Rincian Tugas >>
• 1. Menurut catatan perjalanan ke Tana Toraja, apa yang diletakkan di depan makam orang yang dihormati di Kete Kesu?
• 2. Sambung catatan perjalanan ke Tana Toraja itu mulai dari kalimat sesudah kalimat terakhirnya.

Bacaan Tersedia >>
:::

Saturday, March 13, 2010

My solo backpacking trip to Makassar & Tana Toraja (2-8 Maret 2010) Part 2

Bagian kedua trip ini adalah exploring Tana Toraja dalam 2 hari 2 malam.

Enjoy!!

 

Hari kelima, 6 Maret 2010

Cathy dan Peter, bule dari Cheko yang baru saya kenal memutuskan untuk menyewa motor sementara saya dibocengi  guide naik motornya. Kami memilih rute berbeda dan jalan sendiri-sendiri.

Kete Kesu

Hal pertama yang saya ingin lihat adalah jejeran rumah Tongkonan seperti di Post cards. Maka, Kete Kesu lah tujuan saya. Kebetulan rutenya tidak jauh dari Rante Pao, bahkan yang terdekat menurut peta yang saya dapat dari Wisma.

Jejeran rumah adat Tongkonan tertata rapi di Kete Kesu. Seorang guide local yang penduduk asli Kete Kesu menjelaskan fungsi rumah dan lumbung yang ada disana. Beliau juga membawa saya ke makam di belakang desa yang terdiri dari makam modern berbentuk rumah dan makam kuno di goa. Terlihat dari makam-makam tersebut ada yang masih baru dengan karangan bunga yang masih segar. Dan memang, ada makam salah seorang yang dihormati yang sudah meninggal tahun 1996 namun baru diupacarakan. Didepan makam diletakkan Tau-Tau (orang-orangan)di dalam kaca,  seperti bentuk almarhum ketika masih hidup. Memasuki makam kuno, saya kagum dengan makam gantung yang berada tinggi di tebing hanya dialasi kayu dan bamboo. Bagaimana caranya mereka menaikkan kesana ya? Beberapa makam yang berada di bawah terlihat dipenuhi barang-barang peninggalan para almarhum dengan pakaian, buku, dan lain sebagainya.

:::

Cuplikan Baris >>
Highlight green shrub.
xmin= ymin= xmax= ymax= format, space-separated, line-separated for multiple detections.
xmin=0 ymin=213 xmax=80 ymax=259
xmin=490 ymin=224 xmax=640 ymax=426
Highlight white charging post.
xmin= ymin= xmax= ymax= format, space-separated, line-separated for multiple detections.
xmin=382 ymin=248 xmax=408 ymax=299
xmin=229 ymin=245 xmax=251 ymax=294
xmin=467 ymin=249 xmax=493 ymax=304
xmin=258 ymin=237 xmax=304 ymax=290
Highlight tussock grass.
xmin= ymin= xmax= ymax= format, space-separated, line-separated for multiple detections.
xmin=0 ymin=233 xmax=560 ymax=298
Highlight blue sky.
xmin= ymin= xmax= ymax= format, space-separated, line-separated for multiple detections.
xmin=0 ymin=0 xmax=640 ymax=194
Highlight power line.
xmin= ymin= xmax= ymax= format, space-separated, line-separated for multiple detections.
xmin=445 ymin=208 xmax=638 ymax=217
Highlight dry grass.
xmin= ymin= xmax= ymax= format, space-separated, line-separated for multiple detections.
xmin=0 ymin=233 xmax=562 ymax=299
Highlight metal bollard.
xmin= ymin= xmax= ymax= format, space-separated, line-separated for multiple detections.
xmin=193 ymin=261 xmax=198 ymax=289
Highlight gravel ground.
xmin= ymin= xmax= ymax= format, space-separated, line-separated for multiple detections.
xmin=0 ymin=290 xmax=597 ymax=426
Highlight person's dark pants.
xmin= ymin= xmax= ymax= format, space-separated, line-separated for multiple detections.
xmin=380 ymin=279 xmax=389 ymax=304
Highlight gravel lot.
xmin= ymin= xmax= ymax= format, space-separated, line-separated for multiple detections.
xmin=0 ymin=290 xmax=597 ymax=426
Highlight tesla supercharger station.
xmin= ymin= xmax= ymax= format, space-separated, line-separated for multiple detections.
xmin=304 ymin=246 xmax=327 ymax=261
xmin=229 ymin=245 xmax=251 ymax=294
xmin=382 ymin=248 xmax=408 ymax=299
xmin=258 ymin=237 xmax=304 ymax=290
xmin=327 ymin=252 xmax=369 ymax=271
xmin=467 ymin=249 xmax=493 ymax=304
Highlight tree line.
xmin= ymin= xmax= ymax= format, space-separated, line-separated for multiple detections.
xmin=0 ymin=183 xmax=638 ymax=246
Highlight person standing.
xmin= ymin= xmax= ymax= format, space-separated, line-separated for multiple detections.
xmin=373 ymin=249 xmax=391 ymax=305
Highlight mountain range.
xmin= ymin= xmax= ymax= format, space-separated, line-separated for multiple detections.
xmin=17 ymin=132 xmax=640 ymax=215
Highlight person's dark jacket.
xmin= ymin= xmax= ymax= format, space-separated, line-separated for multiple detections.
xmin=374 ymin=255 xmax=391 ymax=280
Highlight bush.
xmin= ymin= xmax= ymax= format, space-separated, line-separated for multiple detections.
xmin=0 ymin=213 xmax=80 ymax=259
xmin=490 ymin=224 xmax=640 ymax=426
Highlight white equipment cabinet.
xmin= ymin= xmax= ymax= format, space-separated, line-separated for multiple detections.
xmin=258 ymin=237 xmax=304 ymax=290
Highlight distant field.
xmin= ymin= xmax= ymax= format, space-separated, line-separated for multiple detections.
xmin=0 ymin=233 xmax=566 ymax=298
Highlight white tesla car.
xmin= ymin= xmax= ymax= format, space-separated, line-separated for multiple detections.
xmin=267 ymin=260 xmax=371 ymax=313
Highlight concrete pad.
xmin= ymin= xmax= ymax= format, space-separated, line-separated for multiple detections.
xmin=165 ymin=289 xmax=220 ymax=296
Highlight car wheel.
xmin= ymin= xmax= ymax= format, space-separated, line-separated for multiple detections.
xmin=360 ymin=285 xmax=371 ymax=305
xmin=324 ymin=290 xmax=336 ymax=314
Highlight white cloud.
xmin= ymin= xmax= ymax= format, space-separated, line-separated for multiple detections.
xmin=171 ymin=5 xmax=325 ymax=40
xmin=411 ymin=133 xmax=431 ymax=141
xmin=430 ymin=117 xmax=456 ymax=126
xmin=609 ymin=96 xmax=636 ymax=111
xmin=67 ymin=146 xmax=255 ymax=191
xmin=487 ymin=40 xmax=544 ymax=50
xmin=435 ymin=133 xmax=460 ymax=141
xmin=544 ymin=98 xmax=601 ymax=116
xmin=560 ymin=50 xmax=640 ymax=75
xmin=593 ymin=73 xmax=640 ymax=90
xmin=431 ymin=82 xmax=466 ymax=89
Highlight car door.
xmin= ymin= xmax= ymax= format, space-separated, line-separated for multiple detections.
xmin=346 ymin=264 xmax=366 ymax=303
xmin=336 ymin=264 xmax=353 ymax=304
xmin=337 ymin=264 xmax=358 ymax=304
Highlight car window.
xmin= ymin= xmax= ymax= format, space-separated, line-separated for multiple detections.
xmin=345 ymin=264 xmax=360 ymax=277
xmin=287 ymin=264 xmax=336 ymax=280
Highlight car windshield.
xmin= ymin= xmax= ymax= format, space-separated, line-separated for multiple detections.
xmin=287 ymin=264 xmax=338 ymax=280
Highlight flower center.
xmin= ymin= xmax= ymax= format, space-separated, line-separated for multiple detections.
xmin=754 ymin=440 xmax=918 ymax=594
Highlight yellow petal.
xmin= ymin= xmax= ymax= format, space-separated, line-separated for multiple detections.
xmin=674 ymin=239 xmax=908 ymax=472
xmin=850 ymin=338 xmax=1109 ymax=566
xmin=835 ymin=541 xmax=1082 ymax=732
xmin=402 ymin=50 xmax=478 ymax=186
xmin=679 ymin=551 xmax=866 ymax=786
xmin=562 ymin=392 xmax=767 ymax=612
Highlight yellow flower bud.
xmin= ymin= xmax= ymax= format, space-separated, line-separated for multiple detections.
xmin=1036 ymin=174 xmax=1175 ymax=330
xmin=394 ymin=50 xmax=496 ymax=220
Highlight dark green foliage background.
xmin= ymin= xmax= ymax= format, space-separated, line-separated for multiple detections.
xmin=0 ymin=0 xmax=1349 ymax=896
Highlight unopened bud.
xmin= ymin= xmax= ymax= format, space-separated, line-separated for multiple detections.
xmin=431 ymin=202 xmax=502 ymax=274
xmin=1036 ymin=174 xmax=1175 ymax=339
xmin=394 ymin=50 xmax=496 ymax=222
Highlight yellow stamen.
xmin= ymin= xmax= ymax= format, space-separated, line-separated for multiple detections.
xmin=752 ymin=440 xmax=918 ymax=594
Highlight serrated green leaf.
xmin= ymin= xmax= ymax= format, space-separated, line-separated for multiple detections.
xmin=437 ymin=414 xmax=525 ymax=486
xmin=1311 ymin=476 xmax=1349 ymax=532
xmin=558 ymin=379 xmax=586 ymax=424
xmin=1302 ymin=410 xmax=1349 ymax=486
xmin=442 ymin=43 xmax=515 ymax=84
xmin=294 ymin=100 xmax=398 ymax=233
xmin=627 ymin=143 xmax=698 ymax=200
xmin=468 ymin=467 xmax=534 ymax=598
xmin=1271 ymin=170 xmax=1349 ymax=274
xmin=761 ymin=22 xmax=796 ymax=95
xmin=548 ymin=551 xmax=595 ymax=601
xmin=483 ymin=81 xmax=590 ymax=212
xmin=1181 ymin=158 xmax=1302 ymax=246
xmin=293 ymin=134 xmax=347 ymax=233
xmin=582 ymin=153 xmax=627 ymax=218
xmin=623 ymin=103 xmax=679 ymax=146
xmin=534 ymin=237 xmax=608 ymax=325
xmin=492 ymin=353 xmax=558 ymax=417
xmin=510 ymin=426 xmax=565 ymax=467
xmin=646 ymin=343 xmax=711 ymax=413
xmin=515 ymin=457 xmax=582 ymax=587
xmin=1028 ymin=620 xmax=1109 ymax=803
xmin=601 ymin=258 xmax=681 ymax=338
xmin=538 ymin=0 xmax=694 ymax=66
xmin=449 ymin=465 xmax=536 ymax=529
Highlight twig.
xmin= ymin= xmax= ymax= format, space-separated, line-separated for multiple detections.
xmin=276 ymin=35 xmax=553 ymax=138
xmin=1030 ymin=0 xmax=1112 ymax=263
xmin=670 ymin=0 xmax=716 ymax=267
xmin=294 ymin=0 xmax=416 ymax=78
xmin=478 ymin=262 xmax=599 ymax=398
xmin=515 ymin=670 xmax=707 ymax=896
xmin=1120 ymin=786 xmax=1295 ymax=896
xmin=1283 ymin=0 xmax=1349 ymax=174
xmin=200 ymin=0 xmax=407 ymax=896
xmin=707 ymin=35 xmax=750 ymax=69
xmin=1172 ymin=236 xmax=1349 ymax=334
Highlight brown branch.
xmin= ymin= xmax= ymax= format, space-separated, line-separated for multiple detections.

:::

Jawaban Setiap Tugas >>
• 1. Tau-Tau (orang-orangan) di dalam kaca, yang dibuat seperti bentuk almarhum ketika masih hidup.

• 2.
Pala Tokke

Titik selanjutnya yang terdekat di  peta yang saya dapat dari penginapan adalah Pala Tokke, disitu disebutkan sebagai makam gantung. Saya menemukan petunjuk jalan menuju kesana, namun jalan masuk yang menanjak melewati area persawahan rusak parah dan berlumpur. Kira-kira 15 menit kemudian, di tengah sawah, jalan terputus dengan tumpukan pasir yang memblokir jalanan dan tanah lempung. Akhirnya saya putuskan untuk kembali setelah tidak menemukan satu orangpun yang bias ditanya. Hanya terlihat sebuah Rante (padang) dengan jajaran menhir dan kerbau disana.

 

Baby’s grave Kambira

Perjalanan saya lanjutkan ke Kambira yang terletak di Sangala’. Lagi-lagi saya dibuat bingung karena setiap orang yang saya temui tidak mengetahui keberadaan Kambira. Ternyata Kambira hanya nama sebuah dusun yang penduduknya tidak banyak.

Baby’s grave Kambira adalah sebuah pohon besar yang dipakai untuk mengubur bayi-bayi yang meninggal sebelum menginjak usia 6 bulan pada masyarakat animism-dinamisme. Terakhir kubur pohon ini dipergunakan pada tahun 1960-an.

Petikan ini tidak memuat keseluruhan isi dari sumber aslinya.